◆ **Directive**: Reproduce the lines verbatim, starting at the one containing "Each instance of the shrub" and continuing through the last line of the entries.

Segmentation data
++++

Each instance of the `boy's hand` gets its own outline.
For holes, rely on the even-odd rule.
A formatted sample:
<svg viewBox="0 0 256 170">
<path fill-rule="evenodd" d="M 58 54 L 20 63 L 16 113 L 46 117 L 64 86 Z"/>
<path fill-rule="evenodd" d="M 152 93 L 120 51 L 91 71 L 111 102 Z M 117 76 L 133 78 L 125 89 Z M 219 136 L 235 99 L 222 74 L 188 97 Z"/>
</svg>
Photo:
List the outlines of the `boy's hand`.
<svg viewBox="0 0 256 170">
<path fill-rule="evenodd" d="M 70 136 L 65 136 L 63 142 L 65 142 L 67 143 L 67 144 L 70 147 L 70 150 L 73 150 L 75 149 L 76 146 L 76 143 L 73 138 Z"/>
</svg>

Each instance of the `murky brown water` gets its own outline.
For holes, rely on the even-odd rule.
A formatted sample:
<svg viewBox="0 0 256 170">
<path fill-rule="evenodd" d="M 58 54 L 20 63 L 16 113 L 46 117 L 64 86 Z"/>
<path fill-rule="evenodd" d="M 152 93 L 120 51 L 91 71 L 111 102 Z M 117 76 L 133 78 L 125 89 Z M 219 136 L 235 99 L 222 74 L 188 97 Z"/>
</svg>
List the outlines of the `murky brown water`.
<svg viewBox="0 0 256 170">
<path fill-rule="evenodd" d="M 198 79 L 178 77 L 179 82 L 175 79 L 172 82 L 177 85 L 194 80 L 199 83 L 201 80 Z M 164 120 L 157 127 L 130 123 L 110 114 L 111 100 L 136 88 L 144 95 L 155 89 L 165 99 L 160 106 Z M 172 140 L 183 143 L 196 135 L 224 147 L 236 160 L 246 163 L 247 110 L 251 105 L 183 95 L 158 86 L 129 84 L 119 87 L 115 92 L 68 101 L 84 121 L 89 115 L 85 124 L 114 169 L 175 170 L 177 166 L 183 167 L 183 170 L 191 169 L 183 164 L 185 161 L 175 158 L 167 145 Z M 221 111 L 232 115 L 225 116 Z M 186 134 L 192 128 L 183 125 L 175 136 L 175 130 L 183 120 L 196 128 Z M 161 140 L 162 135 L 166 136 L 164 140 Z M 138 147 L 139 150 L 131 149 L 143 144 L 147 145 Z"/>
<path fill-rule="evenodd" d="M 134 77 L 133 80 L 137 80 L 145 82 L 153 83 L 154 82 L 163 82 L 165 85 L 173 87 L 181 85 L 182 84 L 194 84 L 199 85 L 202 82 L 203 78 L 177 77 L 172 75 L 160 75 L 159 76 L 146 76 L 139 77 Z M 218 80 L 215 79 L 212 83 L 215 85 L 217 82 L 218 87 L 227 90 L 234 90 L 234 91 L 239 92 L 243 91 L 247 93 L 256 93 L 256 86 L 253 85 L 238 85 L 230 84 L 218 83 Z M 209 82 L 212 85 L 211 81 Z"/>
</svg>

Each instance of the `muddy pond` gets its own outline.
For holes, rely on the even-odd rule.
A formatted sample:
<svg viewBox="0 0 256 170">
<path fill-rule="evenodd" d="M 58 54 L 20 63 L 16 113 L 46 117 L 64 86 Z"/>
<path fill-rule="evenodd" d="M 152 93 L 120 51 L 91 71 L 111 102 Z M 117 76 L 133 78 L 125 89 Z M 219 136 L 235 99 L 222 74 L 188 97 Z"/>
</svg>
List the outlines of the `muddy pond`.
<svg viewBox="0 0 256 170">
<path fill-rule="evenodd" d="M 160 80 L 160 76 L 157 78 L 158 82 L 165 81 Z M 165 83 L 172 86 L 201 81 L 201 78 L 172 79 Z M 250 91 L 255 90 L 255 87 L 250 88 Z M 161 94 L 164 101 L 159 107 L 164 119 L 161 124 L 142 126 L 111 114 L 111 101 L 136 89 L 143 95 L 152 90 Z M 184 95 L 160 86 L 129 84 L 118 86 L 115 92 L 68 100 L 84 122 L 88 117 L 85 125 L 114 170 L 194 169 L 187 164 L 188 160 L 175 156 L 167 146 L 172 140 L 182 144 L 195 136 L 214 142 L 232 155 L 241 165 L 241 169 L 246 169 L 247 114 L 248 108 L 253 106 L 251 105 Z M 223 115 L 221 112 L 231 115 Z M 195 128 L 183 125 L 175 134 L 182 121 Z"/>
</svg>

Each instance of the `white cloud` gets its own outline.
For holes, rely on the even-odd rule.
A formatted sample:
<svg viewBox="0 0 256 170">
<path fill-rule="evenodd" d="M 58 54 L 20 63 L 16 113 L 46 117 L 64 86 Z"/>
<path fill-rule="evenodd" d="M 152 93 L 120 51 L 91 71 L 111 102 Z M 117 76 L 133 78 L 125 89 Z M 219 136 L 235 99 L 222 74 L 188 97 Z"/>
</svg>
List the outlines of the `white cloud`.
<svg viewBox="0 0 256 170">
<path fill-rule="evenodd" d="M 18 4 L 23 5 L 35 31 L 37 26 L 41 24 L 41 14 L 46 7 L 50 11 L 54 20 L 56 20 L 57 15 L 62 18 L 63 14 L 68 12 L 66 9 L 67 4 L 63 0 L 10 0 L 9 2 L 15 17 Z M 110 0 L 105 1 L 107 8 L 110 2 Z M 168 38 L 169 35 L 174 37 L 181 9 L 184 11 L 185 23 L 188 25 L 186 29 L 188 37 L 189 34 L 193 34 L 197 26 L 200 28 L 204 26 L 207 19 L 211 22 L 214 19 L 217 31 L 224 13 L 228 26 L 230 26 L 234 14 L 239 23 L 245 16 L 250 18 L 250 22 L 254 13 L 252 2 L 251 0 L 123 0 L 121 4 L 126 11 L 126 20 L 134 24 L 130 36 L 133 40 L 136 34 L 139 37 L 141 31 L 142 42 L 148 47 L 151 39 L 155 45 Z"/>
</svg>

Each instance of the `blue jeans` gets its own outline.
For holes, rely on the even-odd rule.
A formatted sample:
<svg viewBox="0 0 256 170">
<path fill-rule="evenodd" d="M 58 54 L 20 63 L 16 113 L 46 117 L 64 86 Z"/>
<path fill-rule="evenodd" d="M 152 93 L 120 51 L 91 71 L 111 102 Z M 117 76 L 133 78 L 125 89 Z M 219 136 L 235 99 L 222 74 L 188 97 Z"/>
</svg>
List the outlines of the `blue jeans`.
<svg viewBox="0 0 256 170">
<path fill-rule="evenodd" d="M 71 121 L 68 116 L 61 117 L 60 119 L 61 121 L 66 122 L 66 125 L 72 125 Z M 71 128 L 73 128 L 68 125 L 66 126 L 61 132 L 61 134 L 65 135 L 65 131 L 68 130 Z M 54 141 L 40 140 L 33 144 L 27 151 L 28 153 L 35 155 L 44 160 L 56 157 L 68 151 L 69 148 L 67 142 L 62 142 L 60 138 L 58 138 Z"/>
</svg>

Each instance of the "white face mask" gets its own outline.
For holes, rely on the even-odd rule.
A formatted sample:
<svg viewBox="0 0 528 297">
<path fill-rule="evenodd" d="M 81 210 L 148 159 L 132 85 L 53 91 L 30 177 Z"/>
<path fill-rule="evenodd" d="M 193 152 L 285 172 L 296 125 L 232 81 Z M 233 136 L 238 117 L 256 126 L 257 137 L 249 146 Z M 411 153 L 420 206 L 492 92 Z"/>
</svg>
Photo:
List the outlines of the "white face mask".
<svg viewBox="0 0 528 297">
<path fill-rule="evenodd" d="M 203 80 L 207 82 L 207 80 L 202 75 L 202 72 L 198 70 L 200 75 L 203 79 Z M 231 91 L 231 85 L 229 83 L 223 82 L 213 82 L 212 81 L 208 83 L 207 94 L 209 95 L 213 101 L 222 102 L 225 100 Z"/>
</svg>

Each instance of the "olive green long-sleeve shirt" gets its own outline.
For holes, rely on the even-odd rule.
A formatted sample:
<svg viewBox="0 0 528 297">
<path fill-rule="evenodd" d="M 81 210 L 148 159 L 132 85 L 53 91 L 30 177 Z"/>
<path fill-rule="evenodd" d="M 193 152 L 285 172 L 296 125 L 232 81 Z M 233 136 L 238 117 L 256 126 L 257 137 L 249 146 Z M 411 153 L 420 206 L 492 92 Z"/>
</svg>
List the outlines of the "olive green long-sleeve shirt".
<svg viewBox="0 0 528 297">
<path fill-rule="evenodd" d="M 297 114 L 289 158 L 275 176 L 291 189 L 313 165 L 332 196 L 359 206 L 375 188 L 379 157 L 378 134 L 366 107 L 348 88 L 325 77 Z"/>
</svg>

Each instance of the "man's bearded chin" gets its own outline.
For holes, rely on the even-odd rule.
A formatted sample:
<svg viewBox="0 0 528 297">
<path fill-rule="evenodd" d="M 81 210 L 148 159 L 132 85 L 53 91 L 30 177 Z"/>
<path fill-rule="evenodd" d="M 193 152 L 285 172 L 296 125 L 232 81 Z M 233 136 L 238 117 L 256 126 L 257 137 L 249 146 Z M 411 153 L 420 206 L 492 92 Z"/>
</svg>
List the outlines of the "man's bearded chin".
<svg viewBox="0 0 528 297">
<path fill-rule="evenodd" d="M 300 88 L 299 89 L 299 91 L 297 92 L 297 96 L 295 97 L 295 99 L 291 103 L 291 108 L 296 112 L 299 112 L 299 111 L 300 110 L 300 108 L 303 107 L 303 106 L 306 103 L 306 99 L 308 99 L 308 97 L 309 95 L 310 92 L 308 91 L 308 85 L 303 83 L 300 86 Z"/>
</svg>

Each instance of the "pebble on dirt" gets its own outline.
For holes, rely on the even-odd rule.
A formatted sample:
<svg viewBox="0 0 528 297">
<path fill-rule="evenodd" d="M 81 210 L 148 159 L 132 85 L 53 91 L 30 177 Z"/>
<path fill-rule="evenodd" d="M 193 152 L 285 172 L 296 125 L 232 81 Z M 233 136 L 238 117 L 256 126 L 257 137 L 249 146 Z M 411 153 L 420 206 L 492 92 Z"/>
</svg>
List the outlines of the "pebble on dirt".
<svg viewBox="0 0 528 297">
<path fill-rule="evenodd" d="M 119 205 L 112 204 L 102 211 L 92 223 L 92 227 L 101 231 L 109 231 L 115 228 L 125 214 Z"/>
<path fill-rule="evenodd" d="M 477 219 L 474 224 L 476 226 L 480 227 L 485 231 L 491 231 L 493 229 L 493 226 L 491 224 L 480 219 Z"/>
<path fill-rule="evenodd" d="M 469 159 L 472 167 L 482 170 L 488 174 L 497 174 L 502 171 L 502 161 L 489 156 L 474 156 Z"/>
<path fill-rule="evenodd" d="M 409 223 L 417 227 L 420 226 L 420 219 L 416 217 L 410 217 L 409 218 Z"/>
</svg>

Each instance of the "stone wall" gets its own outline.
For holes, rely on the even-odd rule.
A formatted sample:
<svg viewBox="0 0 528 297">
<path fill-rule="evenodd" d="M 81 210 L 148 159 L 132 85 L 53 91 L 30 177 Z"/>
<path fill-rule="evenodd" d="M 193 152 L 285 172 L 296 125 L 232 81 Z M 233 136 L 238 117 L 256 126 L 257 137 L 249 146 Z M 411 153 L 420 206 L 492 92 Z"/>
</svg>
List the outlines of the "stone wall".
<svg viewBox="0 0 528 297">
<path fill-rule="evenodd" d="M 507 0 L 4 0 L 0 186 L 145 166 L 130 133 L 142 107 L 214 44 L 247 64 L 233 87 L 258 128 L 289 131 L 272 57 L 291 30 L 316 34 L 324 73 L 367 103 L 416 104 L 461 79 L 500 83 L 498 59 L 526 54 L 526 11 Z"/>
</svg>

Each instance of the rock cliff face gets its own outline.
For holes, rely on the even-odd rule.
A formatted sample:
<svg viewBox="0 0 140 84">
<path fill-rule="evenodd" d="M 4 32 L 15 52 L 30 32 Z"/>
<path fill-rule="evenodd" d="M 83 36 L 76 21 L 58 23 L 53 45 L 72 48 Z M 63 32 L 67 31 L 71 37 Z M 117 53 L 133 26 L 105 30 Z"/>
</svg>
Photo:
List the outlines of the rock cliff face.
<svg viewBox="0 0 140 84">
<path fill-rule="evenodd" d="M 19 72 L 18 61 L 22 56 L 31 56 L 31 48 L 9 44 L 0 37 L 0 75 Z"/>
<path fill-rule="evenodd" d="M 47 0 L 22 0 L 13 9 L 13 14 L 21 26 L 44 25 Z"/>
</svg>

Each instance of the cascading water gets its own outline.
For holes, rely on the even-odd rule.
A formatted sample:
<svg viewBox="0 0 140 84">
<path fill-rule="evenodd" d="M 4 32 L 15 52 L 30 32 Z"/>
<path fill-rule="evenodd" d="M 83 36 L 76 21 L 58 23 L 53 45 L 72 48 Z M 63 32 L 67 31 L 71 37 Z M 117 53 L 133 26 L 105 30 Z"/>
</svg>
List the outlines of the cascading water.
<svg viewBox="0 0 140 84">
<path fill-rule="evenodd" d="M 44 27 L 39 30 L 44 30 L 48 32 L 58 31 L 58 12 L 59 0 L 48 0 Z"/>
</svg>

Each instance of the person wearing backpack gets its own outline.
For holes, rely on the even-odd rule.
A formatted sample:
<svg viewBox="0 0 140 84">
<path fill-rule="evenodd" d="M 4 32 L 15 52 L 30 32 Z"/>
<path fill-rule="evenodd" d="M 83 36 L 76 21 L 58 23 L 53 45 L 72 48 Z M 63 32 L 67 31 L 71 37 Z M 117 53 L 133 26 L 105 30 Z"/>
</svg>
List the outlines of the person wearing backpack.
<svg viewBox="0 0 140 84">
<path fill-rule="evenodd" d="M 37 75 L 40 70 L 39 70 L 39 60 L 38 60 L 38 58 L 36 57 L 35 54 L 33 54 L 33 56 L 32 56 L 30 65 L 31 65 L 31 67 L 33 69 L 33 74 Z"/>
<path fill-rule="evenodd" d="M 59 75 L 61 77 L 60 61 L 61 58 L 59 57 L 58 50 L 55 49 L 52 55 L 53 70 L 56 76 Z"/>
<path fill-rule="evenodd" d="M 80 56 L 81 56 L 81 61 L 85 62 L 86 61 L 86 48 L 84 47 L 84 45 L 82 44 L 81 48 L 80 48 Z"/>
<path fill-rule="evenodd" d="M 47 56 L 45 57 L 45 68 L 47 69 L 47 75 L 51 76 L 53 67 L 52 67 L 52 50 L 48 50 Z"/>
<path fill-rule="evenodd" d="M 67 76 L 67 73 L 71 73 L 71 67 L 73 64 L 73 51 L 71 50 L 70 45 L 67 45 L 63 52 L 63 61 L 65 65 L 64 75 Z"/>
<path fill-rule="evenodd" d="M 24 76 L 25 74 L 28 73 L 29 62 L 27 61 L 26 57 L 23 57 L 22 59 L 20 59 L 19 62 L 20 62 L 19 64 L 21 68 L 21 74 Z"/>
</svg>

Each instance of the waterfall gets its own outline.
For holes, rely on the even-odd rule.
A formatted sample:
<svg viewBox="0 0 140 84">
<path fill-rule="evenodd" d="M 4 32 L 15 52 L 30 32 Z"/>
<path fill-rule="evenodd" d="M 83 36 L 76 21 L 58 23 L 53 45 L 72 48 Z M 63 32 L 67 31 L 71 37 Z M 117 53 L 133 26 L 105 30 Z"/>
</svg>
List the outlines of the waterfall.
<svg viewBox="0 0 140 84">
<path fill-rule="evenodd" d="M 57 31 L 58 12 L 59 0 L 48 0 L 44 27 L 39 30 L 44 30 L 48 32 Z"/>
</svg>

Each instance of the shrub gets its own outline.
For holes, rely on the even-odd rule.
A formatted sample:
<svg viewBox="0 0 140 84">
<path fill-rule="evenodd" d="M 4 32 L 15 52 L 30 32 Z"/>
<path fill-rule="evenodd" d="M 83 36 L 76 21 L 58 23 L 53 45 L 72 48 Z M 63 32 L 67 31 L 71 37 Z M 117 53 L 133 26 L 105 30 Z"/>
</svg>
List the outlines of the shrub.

++++

◆ **Problem solution**:
Each instance of the shrub gets its own outline.
For holes, rely on the even-odd rule.
A formatted sample:
<svg viewBox="0 0 140 84">
<path fill-rule="evenodd" d="M 4 32 L 15 52 L 30 32 Z"/>
<path fill-rule="evenodd" d="M 83 36 L 76 21 L 58 23 L 53 45 L 72 48 Z M 63 32 L 67 31 L 71 37 Z M 117 53 L 133 26 L 105 30 Z"/>
</svg>
List the outlines of the shrub.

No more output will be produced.